# [EXERCISE DIRECTIONS]
Rewrite every one of the records with "partially occluded" replaced by "partly hidden" and everything else unchanged, leaving the pictures out.

# [DATASET RECORDS]
+-------+

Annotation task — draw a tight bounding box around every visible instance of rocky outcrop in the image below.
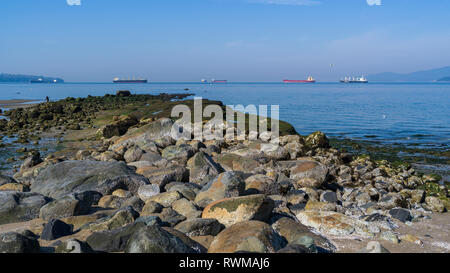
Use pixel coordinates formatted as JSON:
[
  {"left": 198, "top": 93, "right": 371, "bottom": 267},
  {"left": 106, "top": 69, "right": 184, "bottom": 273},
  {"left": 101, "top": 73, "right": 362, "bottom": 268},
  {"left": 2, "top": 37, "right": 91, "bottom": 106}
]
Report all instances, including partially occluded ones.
[
  {"left": 202, "top": 194, "right": 275, "bottom": 227},
  {"left": 195, "top": 172, "right": 245, "bottom": 208},
  {"left": 0, "top": 191, "right": 50, "bottom": 225},
  {"left": 208, "top": 221, "right": 284, "bottom": 253}
]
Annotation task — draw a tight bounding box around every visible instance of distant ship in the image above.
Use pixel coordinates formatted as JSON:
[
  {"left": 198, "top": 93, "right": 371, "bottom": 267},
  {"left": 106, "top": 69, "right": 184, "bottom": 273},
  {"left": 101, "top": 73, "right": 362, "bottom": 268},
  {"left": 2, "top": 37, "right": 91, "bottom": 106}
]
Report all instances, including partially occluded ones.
[
  {"left": 30, "top": 78, "right": 58, "bottom": 83},
  {"left": 113, "top": 78, "right": 148, "bottom": 83},
  {"left": 211, "top": 79, "right": 228, "bottom": 83},
  {"left": 340, "top": 76, "right": 369, "bottom": 83},
  {"left": 283, "top": 76, "right": 316, "bottom": 83}
]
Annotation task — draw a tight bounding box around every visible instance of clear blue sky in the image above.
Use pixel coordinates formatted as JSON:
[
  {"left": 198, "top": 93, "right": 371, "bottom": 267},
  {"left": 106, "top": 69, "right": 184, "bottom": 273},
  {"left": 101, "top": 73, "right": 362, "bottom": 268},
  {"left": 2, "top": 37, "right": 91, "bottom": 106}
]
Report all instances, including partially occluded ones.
[{"left": 0, "top": 0, "right": 450, "bottom": 82}]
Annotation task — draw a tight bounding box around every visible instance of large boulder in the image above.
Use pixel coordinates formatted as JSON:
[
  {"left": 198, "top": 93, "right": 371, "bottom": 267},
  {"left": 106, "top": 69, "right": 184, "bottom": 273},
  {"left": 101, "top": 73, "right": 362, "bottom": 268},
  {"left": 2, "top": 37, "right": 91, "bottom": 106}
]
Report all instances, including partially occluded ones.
[
  {"left": 110, "top": 118, "right": 174, "bottom": 150},
  {"left": 296, "top": 211, "right": 379, "bottom": 238},
  {"left": 41, "top": 219, "right": 73, "bottom": 241},
  {"left": 208, "top": 221, "right": 284, "bottom": 253},
  {"left": 31, "top": 160, "right": 149, "bottom": 198},
  {"left": 98, "top": 116, "right": 139, "bottom": 138},
  {"left": 260, "top": 143, "right": 290, "bottom": 160},
  {"left": 213, "top": 153, "right": 260, "bottom": 173},
  {"left": 86, "top": 222, "right": 145, "bottom": 252},
  {"left": 161, "top": 144, "right": 195, "bottom": 164},
  {"left": 0, "top": 191, "right": 50, "bottom": 225},
  {"left": 175, "top": 218, "right": 224, "bottom": 237},
  {"left": 187, "top": 152, "right": 223, "bottom": 185},
  {"left": 245, "top": 174, "right": 280, "bottom": 195},
  {"left": 82, "top": 207, "right": 139, "bottom": 232},
  {"left": 305, "top": 132, "right": 330, "bottom": 148},
  {"left": 202, "top": 194, "right": 275, "bottom": 227},
  {"left": 125, "top": 225, "right": 195, "bottom": 253},
  {"left": 195, "top": 172, "right": 245, "bottom": 208},
  {"left": 136, "top": 165, "right": 189, "bottom": 189},
  {"left": 290, "top": 160, "right": 328, "bottom": 188},
  {"left": 0, "top": 232, "right": 40, "bottom": 253},
  {"left": 0, "top": 174, "right": 17, "bottom": 186},
  {"left": 272, "top": 217, "right": 336, "bottom": 252},
  {"left": 146, "top": 191, "right": 183, "bottom": 208}
]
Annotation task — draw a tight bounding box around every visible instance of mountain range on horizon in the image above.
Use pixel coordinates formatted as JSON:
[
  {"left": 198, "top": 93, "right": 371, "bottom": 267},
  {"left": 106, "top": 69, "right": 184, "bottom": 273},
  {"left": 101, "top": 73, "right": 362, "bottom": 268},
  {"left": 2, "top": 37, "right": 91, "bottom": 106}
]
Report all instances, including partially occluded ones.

+-------+

# [RESULT]
Annotation task — draw a tight bounding box around every visible instance of rocky outcrop in the image below.
Use pixel coordinates formatted as JSON:
[
  {"left": 198, "top": 93, "right": 371, "bottom": 267},
  {"left": 106, "top": 69, "right": 184, "bottom": 273},
  {"left": 101, "top": 73, "right": 362, "bottom": 268},
  {"left": 2, "top": 37, "right": 91, "bottom": 106}
]
Report all instances, including partly hidden ones.
[
  {"left": 202, "top": 194, "right": 275, "bottom": 227},
  {"left": 195, "top": 172, "right": 245, "bottom": 208},
  {"left": 0, "top": 191, "right": 50, "bottom": 225},
  {"left": 208, "top": 221, "right": 284, "bottom": 253}
]
Annotation task — draw a tight bounding box around every visible instance of distant ship in the image above.
Use pixel coordinates formatted as JSON:
[
  {"left": 198, "top": 93, "right": 371, "bottom": 267},
  {"left": 106, "top": 69, "right": 184, "bottom": 273},
  {"left": 101, "top": 73, "right": 362, "bottom": 268},
  {"left": 2, "top": 37, "right": 91, "bottom": 106}
]
Report all instances, including partly hidden ones.
[
  {"left": 30, "top": 78, "right": 58, "bottom": 83},
  {"left": 113, "top": 78, "right": 148, "bottom": 83},
  {"left": 211, "top": 79, "right": 228, "bottom": 83},
  {"left": 340, "top": 76, "right": 369, "bottom": 83},
  {"left": 283, "top": 76, "right": 316, "bottom": 83}
]
Annotation task — draw a tight bounding box around every visible instance of clear blue sky in the image above.
Use pixel coordinates formatted as JSON:
[
  {"left": 198, "top": 93, "right": 371, "bottom": 267},
  {"left": 106, "top": 69, "right": 184, "bottom": 273},
  {"left": 101, "top": 73, "right": 362, "bottom": 268},
  {"left": 2, "top": 37, "right": 91, "bottom": 106}
]
Report all instances, including partly hidden ones.
[{"left": 0, "top": 0, "right": 450, "bottom": 82}]
Annotation task — draw a tight bounding box around every visible instance of large boulder in the image above.
Use pixel coordinates formatted as JSON:
[
  {"left": 198, "top": 93, "right": 371, "bottom": 267},
  {"left": 106, "top": 69, "right": 184, "bottom": 273},
  {"left": 101, "top": 73, "right": 362, "bottom": 268},
  {"left": 2, "top": 37, "right": 91, "bottom": 106}
]
Report all instances, including partly hidden ones.
[
  {"left": 110, "top": 118, "right": 174, "bottom": 150},
  {"left": 296, "top": 211, "right": 379, "bottom": 238},
  {"left": 41, "top": 219, "right": 73, "bottom": 241},
  {"left": 208, "top": 221, "right": 284, "bottom": 253},
  {"left": 31, "top": 160, "right": 149, "bottom": 198},
  {"left": 98, "top": 116, "right": 139, "bottom": 138},
  {"left": 260, "top": 143, "right": 290, "bottom": 160},
  {"left": 213, "top": 153, "right": 260, "bottom": 173},
  {"left": 86, "top": 222, "right": 145, "bottom": 252},
  {"left": 161, "top": 144, "right": 195, "bottom": 164},
  {"left": 0, "top": 191, "right": 50, "bottom": 225},
  {"left": 175, "top": 218, "right": 224, "bottom": 237},
  {"left": 187, "top": 152, "right": 223, "bottom": 185},
  {"left": 245, "top": 174, "right": 280, "bottom": 195},
  {"left": 82, "top": 207, "right": 139, "bottom": 232},
  {"left": 305, "top": 132, "right": 330, "bottom": 148},
  {"left": 202, "top": 194, "right": 275, "bottom": 227},
  {"left": 125, "top": 225, "right": 195, "bottom": 253},
  {"left": 195, "top": 172, "right": 245, "bottom": 208},
  {"left": 136, "top": 165, "right": 189, "bottom": 189},
  {"left": 290, "top": 160, "right": 328, "bottom": 188},
  {"left": 0, "top": 232, "right": 40, "bottom": 253},
  {"left": 0, "top": 174, "right": 17, "bottom": 186},
  {"left": 272, "top": 217, "right": 336, "bottom": 252},
  {"left": 146, "top": 191, "right": 183, "bottom": 208}
]
Annotation task — draw a tight bounding box around every visible instance of mountain range on horizon in the image above.
Use pixel coordinates formatted as JSON:
[
  {"left": 198, "top": 93, "right": 371, "bottom": 267},
  {"left": 106, "top": 69, "right": 184, "bottom": 273},
  {"left": 101, "top": 73, "right": 362, "bottom": 268},
  {"left": 2, "top": 37, "right": 91, "bottom": 106}
]
Report all instances, including partly hidden ones.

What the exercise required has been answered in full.